WHAT TO DO:
**A.** Quote the brief on Nikki Haley word for word, starting with "We wrote about" and going on through "her personal life.".
**B.** List every person named in the brief on Nikki Haley.
**C.** According to the brief on Nikki Haley, what rank does her husband hold, and in what service?
TEXT PROVIDED Block Start
In Brief: Give Nikki Haley a Chance
Haley brings a wide range of strengths and serious accomplishment record to the table.
We wrote about Nikki Haley jumping into the 2024 presidential race Tuesday without much in the way of endorsement or criticism. Donald Trump wants her — and a dozen other Republicans — in the race to boost his own chances. Other presidential hopefuls obviously don’t. Mike Pompeo criticized her for quitting the Trump administration when “there was still an enormous amount of work to do.” John Bolton derided her as “really running for vice president.”
Yet political analyst Jim Geraghty argues that her record is something Republicans ought to consider, starting with her personal life.
The next president is going to face a dangerous world and sooner or later is likely to deploy U.S. troops into harm’s way. It might be nice to have a president whose husband is a captain in the U.S. Army National Guard, who served for a year in Afghanistan, and whose convoys were hit with improvised explosive devices twice, thankfully with no injuries.
Upon Michael Haley’s return from his deployment in 2013, then-governor of South Carolina Nikki Haley later said, “Seeing him, I felt like I took my first breath in a year.” It might be nice to have a president for whom military deployments and the effect on military families is not an abstract issue.
He also points to her fiscal record:
The next president is going to face a national debt beyond $31 trillion. It might be nice to have a Republican nominee who not only balanced a budget, as required by state law, but who was willing to fight her own party on spending she deemed excessive and pushed for a simpler tax code. It might be nice if the Republican nominee could point to reducing ineffective spending in, say, the United Nations peacekeeping program, reducing the U.S. contribution by 7.5 percent and overall spending by $600 million.
TEXT PROVIDED Block End
DATA FOR ANALYSIS Block Start
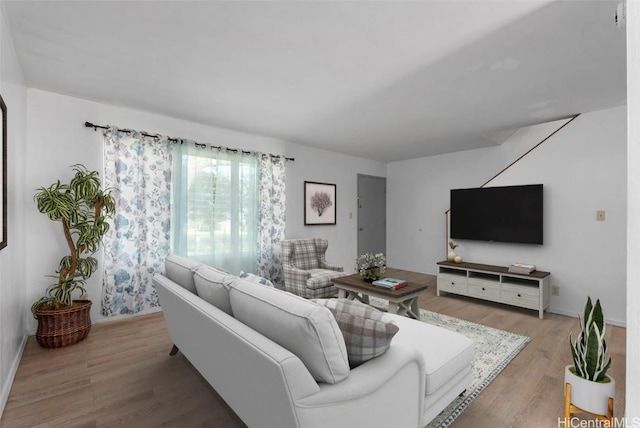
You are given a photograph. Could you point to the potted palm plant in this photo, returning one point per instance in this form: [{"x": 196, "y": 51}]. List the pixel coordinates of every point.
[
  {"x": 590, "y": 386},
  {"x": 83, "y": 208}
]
DATA FOR ANALYSIS Block End
SOLUTION LIST:
**A.**
We wrote about Nikki Haley jumping into the 2024 presidential race Tuesday without much in the way of endorsement or criticism. Donald Trump wants her — and a dozen other Republicans — in the race to boost his own chances. Other presidential hopefuls obviously don’t. Mike Pompeo criticized her for quitting the Trump administration when “there was still an enormous amount of work to do.” John Bolton derided her as “really running for vice president.”
Yet political analyst Jim Geraghty argues that her record is something Republicans ought to consider, starting with her personal life.

**B.**
Nikki Haley
Donald Trump
Mike Pompeo
John Bolton
Jim Geraghty
Michael Haley

**C.** He is a captain in the U.S. Army National Guard.